* **Selected extract**:
#####
USA Today , November 26, 2020

To mark the 400th anniversary of the Pilgrims’ voyage, the Mayflower II at Plimoth Plantation in Massachusetts has undergone a three-year refurbishment. It’s the first major overhaul since the replica was built in the 1950s. Along with new framing and decks, the ship has a new set of sails, created by a specialty sailmaker called Traditional Rigging.

The sails look and feel authentic. But there’s a big difference between the 21st-century versions and the 17th-century originals. The modern fabric is a synthetic that behaves like traditional canvas but keeps its shape and resists sun damage. It will last significantly longer than the linen and hemp used in the Pilgrims’ day, and it took less time to make. Much, much less time.

“We can’t make cloth,” says sailmaker Dayle Tognoni Ward of Traditional Rigging. “That’s where we hold the line.” Exactly duplicating 17th-century cloth would be prohibitively expensive.

The original Mayflower’s sails were probably woven with around 30 threads to the inch in each direction. If, like the replica, they used 3,800 square feet of fabric, they would have taken nearly a million yards of yarn. Before the Industrial Revolution, just spinning that much yarn required about two years of work. That doesn’t include the laborious process of harvesting and preparing the plant fibers. Nor does it include weaving on looms powered entirely by the weavers’ muscles.
#####
* **Given exercise 1**:
According to the Mayflower II article, who made the ship's new sails?
* **Given exercise 2**:
Reproduce verbatim the passage of the Mayflower II article starting with "To mark the" and going on through "much less time.".
* **Given exercise 3**:
Write the next part of the Mayflower II article, picking up after its final sentence.

Raw records
#####
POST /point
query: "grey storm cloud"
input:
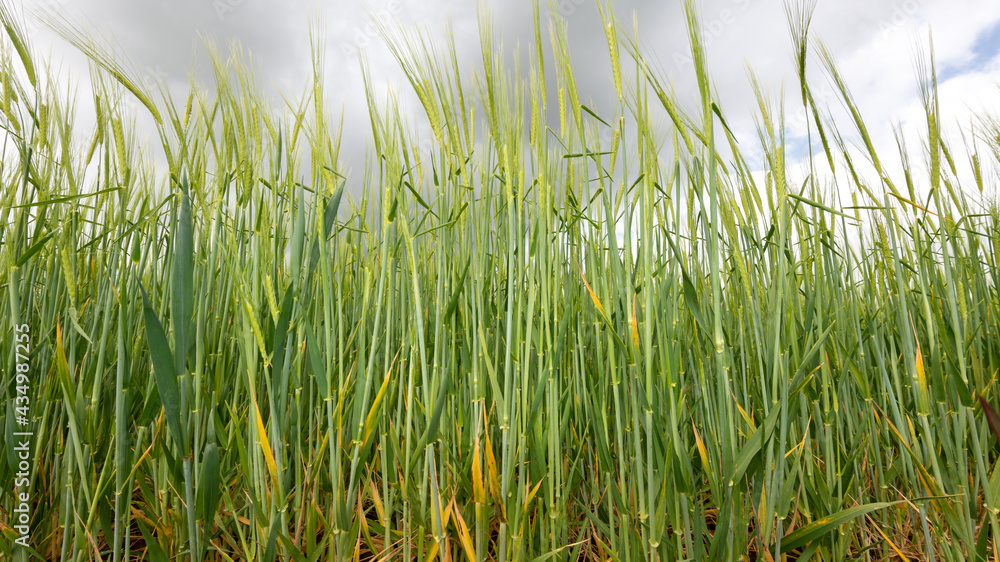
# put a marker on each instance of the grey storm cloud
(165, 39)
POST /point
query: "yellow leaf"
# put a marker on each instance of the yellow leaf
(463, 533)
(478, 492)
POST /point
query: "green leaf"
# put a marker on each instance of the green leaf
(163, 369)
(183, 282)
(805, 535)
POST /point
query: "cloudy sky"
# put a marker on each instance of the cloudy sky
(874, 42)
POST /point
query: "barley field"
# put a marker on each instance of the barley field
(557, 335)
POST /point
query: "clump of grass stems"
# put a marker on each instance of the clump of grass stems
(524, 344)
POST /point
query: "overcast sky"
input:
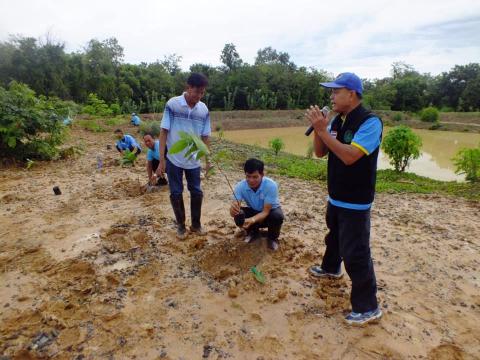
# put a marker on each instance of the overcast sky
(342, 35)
#####
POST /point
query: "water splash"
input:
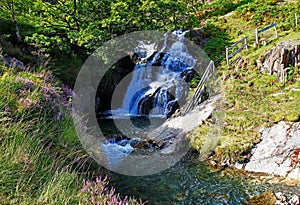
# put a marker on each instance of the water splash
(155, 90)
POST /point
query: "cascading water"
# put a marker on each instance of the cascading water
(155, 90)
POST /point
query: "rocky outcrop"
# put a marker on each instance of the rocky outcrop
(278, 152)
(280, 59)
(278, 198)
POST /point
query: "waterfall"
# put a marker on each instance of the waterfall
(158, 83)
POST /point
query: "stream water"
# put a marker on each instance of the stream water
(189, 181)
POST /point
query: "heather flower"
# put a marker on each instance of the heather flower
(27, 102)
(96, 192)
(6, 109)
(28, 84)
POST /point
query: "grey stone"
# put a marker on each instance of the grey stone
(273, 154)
#####
* **Task answer 1**:
A specialty sailmaker called Traditional Rigging.

* **Task answer 2**:
To mark the 400th anniversary of the Pilgrims’ voyage, the Mayflower II at Plimoth Plantation in Massachusetts has undergone a three-year refurbishment. It’s the first major overhaul since the replica was built in the 1950s. Along with new framing and decks, the ship has a new set of sails, created by a specialty sailmaker called Traditional Rigging.

The sails look and feel authentic. But there’s a big difference between the 21st-century versions and the 17th-century originals. The modern fabric is a synthetic that behaves like traditional canvas but keeps its shape and resists sun damage. It will last significantly longer than the linen and hemp used in the Pilgrims’ day, and it took less time to make. Much, much less time.

* **Task answer 3**:
The Mayflower II’s sails remind us of a blessing we rarely acknowledge on Thanksgiving, a holiday devoted to appreciating abundance: all the textiles in our lives.

Our closets and drawers bulge with clothing in every imaginable color. Thanks to incremental improvements over the past few decades, our clothes resist stains and wrinkles in ways that would thrill the past’s laundry-weary housewives. T-shirts wick sweat, and raincoats shed water. Sweaters snap back into shape, and pants stretch with our bellies — a handy feature come Thanksgiving dinner.

Today’s textile cornucopia overflows with more than clothes. It includes the damask tablecloth beneath the Thanksgiving feast, the soft microfiber blanket in front of the fire, the potholders pulling dinner from the oven, the dish towels drying the heirloom china. Textiles upholster the dining room chairs and the football fans’ sofa cushions. They bandage the careless carver’s fingers. They furnish burlap wreaths and felt garlands, and, for those who prefer an autumnal escape to nature, backpacks, sleeping bags, and tents.

If, as Arthur C. Clarke famously observed, any sufficiently advanced technology is indistinguishable from magic, the reverse is also true. Any sufficiently familiar technology is indistinguishable from nature. We no more imagine a world without cloth than one without sunlight or rain. Textiles are just there.

Except, until fairly recently, they weren’t.

“Bring good store of clothes, and bedding with you,” an early Plymouth arrival advised a prospective colonist in 1621. Textiles weren’t easily procured in the wilds of Massachusetts. It is only in the past century, and especially in the past generation, that most Americans could forget where cloth comes from. Once so valuable they were stolen from clothes lines and passed down in wills, textile products now occupy only a tiny fraction of household budgets.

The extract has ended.